Task objective
Output an exact reproduction of the data.

=== Information supplied ===

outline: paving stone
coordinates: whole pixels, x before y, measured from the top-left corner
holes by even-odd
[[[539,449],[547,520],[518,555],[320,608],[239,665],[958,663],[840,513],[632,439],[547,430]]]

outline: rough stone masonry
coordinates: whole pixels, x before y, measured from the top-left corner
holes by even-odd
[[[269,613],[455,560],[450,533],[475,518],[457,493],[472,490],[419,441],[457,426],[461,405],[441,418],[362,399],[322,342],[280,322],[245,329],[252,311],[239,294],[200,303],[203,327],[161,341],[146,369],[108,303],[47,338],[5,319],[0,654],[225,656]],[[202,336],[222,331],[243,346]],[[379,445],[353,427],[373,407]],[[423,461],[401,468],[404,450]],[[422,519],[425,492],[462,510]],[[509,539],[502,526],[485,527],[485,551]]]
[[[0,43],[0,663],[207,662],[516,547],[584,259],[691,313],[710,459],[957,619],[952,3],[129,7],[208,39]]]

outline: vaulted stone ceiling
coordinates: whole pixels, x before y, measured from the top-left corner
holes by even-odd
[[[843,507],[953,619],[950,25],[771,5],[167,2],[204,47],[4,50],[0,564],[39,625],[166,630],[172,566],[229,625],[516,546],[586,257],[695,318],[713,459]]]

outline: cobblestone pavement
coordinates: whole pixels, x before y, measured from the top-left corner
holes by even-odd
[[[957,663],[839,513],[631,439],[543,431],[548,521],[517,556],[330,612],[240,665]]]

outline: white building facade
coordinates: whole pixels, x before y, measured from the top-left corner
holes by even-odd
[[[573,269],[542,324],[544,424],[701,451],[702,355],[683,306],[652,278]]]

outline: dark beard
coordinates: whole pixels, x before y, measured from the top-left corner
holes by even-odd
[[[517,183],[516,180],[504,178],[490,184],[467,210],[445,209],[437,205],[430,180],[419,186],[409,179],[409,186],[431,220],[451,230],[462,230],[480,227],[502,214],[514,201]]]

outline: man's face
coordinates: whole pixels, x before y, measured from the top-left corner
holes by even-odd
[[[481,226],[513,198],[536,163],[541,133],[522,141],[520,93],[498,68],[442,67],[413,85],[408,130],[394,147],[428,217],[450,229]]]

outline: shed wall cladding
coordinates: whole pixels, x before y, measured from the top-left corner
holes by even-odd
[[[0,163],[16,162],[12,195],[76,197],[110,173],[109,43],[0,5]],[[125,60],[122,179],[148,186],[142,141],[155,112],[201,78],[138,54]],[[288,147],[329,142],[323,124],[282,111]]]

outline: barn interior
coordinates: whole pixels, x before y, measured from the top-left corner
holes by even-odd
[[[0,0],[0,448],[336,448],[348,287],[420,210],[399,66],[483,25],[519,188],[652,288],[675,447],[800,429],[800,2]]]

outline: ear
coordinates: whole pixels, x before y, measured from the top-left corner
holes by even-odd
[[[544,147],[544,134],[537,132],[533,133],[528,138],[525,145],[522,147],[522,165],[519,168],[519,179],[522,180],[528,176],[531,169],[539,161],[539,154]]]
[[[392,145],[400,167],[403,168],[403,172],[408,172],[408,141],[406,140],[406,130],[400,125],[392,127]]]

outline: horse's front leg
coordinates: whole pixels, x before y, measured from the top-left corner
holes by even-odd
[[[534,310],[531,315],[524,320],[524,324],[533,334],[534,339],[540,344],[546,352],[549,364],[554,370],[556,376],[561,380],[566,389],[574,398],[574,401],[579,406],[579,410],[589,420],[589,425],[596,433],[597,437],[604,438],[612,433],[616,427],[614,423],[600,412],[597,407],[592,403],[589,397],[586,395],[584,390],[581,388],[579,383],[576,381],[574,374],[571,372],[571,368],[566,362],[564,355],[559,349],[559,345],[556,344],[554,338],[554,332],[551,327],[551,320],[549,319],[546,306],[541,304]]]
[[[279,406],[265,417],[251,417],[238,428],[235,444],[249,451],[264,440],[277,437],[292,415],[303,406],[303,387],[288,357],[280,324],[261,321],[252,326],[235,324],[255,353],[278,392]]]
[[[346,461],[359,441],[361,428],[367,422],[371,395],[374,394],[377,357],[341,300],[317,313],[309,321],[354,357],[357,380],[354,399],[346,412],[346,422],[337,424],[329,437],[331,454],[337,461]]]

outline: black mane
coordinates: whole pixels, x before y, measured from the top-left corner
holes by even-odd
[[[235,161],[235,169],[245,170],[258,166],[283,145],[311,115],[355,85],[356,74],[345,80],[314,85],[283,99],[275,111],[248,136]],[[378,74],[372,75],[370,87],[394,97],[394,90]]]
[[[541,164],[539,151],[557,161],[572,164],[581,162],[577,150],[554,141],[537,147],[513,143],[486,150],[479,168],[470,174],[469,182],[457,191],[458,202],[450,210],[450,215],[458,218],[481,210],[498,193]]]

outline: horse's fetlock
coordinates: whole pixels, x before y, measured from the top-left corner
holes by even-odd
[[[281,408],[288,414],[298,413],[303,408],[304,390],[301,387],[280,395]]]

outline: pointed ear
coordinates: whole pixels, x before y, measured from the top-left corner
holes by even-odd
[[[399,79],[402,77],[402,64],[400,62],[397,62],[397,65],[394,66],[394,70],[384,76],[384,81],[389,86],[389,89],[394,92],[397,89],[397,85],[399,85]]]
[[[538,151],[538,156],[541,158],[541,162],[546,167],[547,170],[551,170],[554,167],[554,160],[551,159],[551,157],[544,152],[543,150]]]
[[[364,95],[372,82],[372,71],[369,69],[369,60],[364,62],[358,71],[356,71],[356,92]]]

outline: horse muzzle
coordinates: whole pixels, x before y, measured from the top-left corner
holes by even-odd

===

Written response
outline: paving stone
coordinates: whole pixels, x before y, measured from the top-left corner
holes by even-odd
[[[539,449],[547,520],[518,555],[320,608],[239,665],[958,663],[840,513],[632,439],[547,430]]]

outline: rough stone masonry
coordinates: whole pixels, x before y, measured from the top-left corner
holes by even-odd
[[[269,613],[455,560],[450,533],[475,518],[457,493],[472,490],[419,441],[457,426],[461,405],[441,418],[362,399],[322,342],[280,322],[245,329],[252,311],[239,294],[200,303],[203,327],[161,341],[146,369],[108,303],[47,338],[5,319],[0,654],[225,656]],[[202,336],[222,331],[243,346]],[[379,445],[353,427],[373,407]],[[423,461],[401,468],[404,450]],[[422,519],[425,492],[462,510]],[[509,539],[502,526],[485,527],[485,551]]]
[[[0,43],[0,663],[207,662],[516,547],[584,259],[691,313],[710,459],[957,619],[952,3],[129,7],[208,39]]]

outline: vaulted stone ceiling
coordinates: whole pixels, x before y, measured from the top-left corner
holes by even-odd
[[[843,507],[953,619],[950,25],[771,5],[167,2],[204,47],[4,50],[0,564],[39,625],[166,630],[172,566],[229,625],[516,546],[586,257],[695,318],[713,459]]]

outline: cobblestone pavement
coordinates: whole pixels, x before y, measured from the top-left corner
holes by even-odd
[[[957,663],[839,513],[631,439],[543,431],[548,521],[517,556],[330,612],[240,665]]]

outline: white building facade
coordinates: whole pixels, x before y, measured from the top-left corner
holes by even-odd
[[[573,269],[542,324],[544,424],[701,451],[702,355],[683,306],[652,278]]]

outline: dark beard
coordinates: whole pixels, x before y, measured from the top-left corner
holes by even-odd
[[[517,183],[516,180],[504,178],[490,184],[467,210],[445,209],[437,205],[430,180],[419,186],[409,179],[409,186],[431,220],[451,230],[462,230],[480,227],[502,214],[514,201]]]

outline: man's face
coordinates: whole pixels, x before y, measured from the top-left corner
holes by even-odd
[[[481,226],[513,198],[536,163],[541,133],[522,141],[520,93],[498,68],[442,67],[413,85],[408,130],[394,147],[428,217],[450,229]]]

outline: shed wall cladding
coordinates: whole pixels, x before y, measured from the top-left corner
holes by even-odd
[[[0,163],[16,162],[12,195],[76,197],[110,173],[109,43],[0,5]],[[125,60],[122,179],[148,186],[142,141],[155,112],[201,78],[138,54]],[[288,147],[329,142],[323,124],[282,111]]]

outline: barn interior
coordinates: whole pixels, x before y, measured from the top-left corner
holes by even-odd
[[[0,0],[0,448],[336,448],[348,287],[420,210],[399,66],[483,25],[519,188],[652,288],[675,447],[800,429],[800,2]]]

outline: ear
coordinates: whole pixels, x before y, measured from the top-left corner
holes by even-odd
[[[544,147],[544,134],[537,132],[533,133],[528,138],[525,145],[522,147],[522,165],[519,168],[519,179],[522,180],[528,176],[531,169],[539,161],[539,154]]]
[[[392,145],[400,167],[403,168],[403,172],[408,172],[408,141],[406,140],[406,130],[400,125],[392,127]]]

outline: horse's front leg
coordinates: whole pixels, x before y, measured from the top-left corner
holes by even-odd
[[[534,310],[531,315],[524,320],[524,324],[533,334],[534,339],[540,344],[546,352],[549,364],[554,370],[556,376],[561,380],[566,389],[574,398],[574,401],[579,406],[579,410],[589,420],[589,425],[596,433],[597,437],[604,438],[612,433],[616,427],[614,423],[600,412],[597,407],[592,403],[589,397],[586,395],[584,390],[581,388],[579,383],[576,381],[574,374],[571,372],[571,368],[566,362],[564,355],[559,349],[559,345],[556,344],[554,338],[554,332],[551,327],[551,320],[549,319],[546,306],[541,304]]]
[[[279,406],[265,417],[251,417],[238,428],[235,444],[249,451],[264,440],[277,437],[292,415],[303,406],[303,387],[288,357],[280,324],[261,321],[252,326],[235,324],[255,353],[278,392]]]
[[[346,461],[359,441],[361,428],[367,422],[371,395],[374,394],[377,357],[341,300],[317,313],[309,321],[354,357],[357,380],[354,399],[346,412],[346,422],[337,424],[329,437],[331,454],[337,461]]]

outline: black mane
coordinates: whole pixels, x before y, measured from the top-left corner
holes by even-odd
[[[235,161],[235,169],[245,170],[258,166],[283,145],[311,115],[355,85],[356,74],[345,80],[314,85],[283,99],[275,111],[248,136]],[[378,74],[372,75],[370,87],[394,97],[394,90]]]
[[[541,164],[539,151],[557,161],[572,164],[581,162],[577,150],[554,141],[537,147],[513,143],[486,150],[479,168],[470,174],[469,182],[457,191],[458,202],[450,210],[450,215],[458,218],[481,210],[498,193]]]

outline: horse's fetlock
coordinates: whole pixels, x before y, measured from the top-left corner
holes by even-odd
[[[281,408],[288,414],[298,413],[303,408],[304,390],[301,387],[280,395]]]

outline: pointed ear
coordinates: whole pixels, x before y, measured from the top-left corner
holes by even-odd
[[[399,79],[402,77],[402,64],[400,62],[397,62],[397,65],[394,66],[394,70],[384,76],[384,81],[389,86],[389,89],[394,92],[397,89],[397,85],[399,85]]]
[[[538,151],[538,156],[541,158],[541,162],[546,167],[547,170],[551,170],[554,167],[554,160],[551,159],[551,157],[544,152],[543,150]]]
[[[364,95],[372,82],[372,71],[369,69],[369,60],[364,62],[358,71],[356,71],[356,92]]]

outline: horse muzzle
coordinates: whole pixels, x before y, measured from the top-left corner
holes by even-odd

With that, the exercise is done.